**GIVEN PASSAGE:**
────────────────────────────────────────
- The Washington Times - Monday, November 17, 2003

VIRGINIA BEACH - A jury today convicted John Allen Muhammad for coordinating and carrying out the sniper shootings last year and will begin hearing arguments this afternoon on whether Muhammad should be sentenced to death or life in prison.

Muhammad, dressed in the same beige sports jacket he has worn throughout the trial, stood expressionless with hands folded in front of him as a clerk announced the jury had found him guilty on two counts of capital murder, one for masterminding an act of terrorism and one for killing more than one person in three years.

Muhammad, who also was convicted for conspiracy to commit murder and use of a firearm in felony stood expressionless as the verdict was read but swallowed and looked slightly shaken as he sat down.

The jury of seven women and five men needed about seven hours of deliberation Friday and today to find Muhammad guilty in the shooting Dean Harold Meyers, 53, at a Manassas gas station on Oct. 9, 2002.

A female juror, a bartender and mother of a 12-year-old boy, held back tears as the clerk polled each juror to verify his or her decision.

“I consider justice to have been served,” said Mr. Meyers’ brother, Bob. “Certainly this is a huge step in the pursuit of closure.”

He also said Muhammad should receive the death penalty.

“I believe that capital punishment is an appropriate response in certain crimes,” Mr. Meyers said. “I must say I can’t think of too many more heinous crimes than this one.”

Kwang Szuszka, the sister of shooting victim Hong Im Ballenger, killed Sept. 23 in Baton Rouge, La., sobbed before being comforted by family members of other shooting victims. She was joined in the courtroom by relatives of some of the victims, along with numerous law enforcement officials and detectives who worked the case.

“I’m glad they found him guilty and I’m still looking for the death penalty for justice,” Miss Szuszka said.
────────────────────────────────────────
**SOURCE INFORMATION:**
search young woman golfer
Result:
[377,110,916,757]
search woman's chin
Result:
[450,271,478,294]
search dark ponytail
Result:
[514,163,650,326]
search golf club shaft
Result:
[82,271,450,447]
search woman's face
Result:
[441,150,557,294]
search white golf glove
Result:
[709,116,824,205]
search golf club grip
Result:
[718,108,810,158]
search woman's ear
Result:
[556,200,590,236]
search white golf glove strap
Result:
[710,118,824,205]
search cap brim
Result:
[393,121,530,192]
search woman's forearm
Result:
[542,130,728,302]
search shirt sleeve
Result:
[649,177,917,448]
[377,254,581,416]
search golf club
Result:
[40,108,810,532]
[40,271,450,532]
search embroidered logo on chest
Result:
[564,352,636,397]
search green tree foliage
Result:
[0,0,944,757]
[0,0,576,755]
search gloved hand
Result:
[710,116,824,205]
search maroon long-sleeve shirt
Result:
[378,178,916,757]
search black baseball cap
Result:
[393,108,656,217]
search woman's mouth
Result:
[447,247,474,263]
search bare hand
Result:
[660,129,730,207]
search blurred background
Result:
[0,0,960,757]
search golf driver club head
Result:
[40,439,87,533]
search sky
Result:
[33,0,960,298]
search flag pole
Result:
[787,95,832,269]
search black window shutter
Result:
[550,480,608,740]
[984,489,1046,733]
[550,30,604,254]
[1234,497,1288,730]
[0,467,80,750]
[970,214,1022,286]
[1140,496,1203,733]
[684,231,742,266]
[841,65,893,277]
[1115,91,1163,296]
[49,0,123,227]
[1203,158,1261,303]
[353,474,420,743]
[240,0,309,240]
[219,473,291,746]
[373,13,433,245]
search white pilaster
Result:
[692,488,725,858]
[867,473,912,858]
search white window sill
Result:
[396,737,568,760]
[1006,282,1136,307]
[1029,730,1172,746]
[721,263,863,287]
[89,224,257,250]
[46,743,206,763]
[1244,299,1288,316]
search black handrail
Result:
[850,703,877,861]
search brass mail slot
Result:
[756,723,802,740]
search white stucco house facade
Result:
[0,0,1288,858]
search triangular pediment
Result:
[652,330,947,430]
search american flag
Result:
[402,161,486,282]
────────────────────────────────────────
**TASKS:**
1. Please reproduce the part of the article on John Allen Muhammad's conviction between "He also said" and "Miss Szuszka said.", inclusive.
2. Carry on the article on John Allen Muhammad's conviction from the point where it stops.
These rows were drawn from a separate source, unrelated to the article on John Allen Muhammad's conviction.

**TASK ANSWERS:**
1.
He also said Muhammad should receive the death penalty.

“I believe that capital punishment is an appropriate response in certain crimes,” Mr. Meyers said. “I must say I can’t think of too many more heinous crimes than this one.”

Kwang Szuszka, the sister of shooting victim Hong Im Ballenger, killed Sept. 23 in Baton Rouge, La., sobbed before being comforted by family members of other shooting victims. She was joined in the courtroom by relatives of some of the victims, along with numerous law enforcement officials and detectives who worked the case.

“I’m glad they found him guilty and I’m still looking for the death penalty for justice,” Miss Szuszka said.

2.
Muhammad and fellow suspect Lee Boyd Malvo, on trial in nearby Chesapeake, Va., have been linked to 22 shootings, in which 15 persons were killed and seven wounded. The shootings took place in Alabama, Arizona, Georgia, Louisiana, Maryland, Virginia, the state of Washington and the District. Prosecutors said the men were trying to extort $10 million from the government. Thirteen of the shootings occurred in the Washington area during October 2002.

Prosecutors and defense attorneys decline to comment after the verdict.

The sentencing phase of the trial was expected to have two or three days of witness testimony followed by at least two days of defense testimony, then a prosecution rebuttal.

However, that could be reduced because Prince William Circuit Court Judge LeRoy F. Millette Jr. has limited the victim-impact testimony to only Mr. Meyer’s killing. Judge Millette told prosecutors he was concerned about putting too much strain on spouses, siblings and children of victims who might have to testify in Mr. Malvo’s trial and in subsequent trials if either Mr. Malvo or Muhammad is tried in another jurisdiction.

The judge also said he would allow prosecutors to present evidence during sentencing that Muhammad expressed anti-Semitic sentiments, but prevented prosecutors from telling the jury that the defendant expressed anti-American views.

Prosecutors presented evidence in Muhammad’s case for 16 of the shootings. Only eleven of the Washington area shootings were presented, because ballistics tests could not conclusively the first two shootings to the .223-caliber Bushmaster rifle found with the defendant at his arrest.

Without an eyewitness to the shootings, the prosecutors relied on testimony that a close match to Muhammad’s DNA was found on the dial of one of the rifle sights and evidence from the 1990 Chevrolet Caprice in which the suspects were captured. The car had been modified to conceal a shooter firing from the trunk and its contents included a laptop stolen from one victim and a map with markings for six of the shootings.

James L. “Sonny” Buchanan, 39, was shot and killed while mowing grass outside a White Flint auto dealership on Oct. 3.

His sister, Victoria Snider, has attended every day of Muhammad’s trial to represent her brother.

“We have put our faith in the jury and we feel they made the right decision,” she said. “The evidence spoke for itself and the jury could only come to the conclusion they came to.”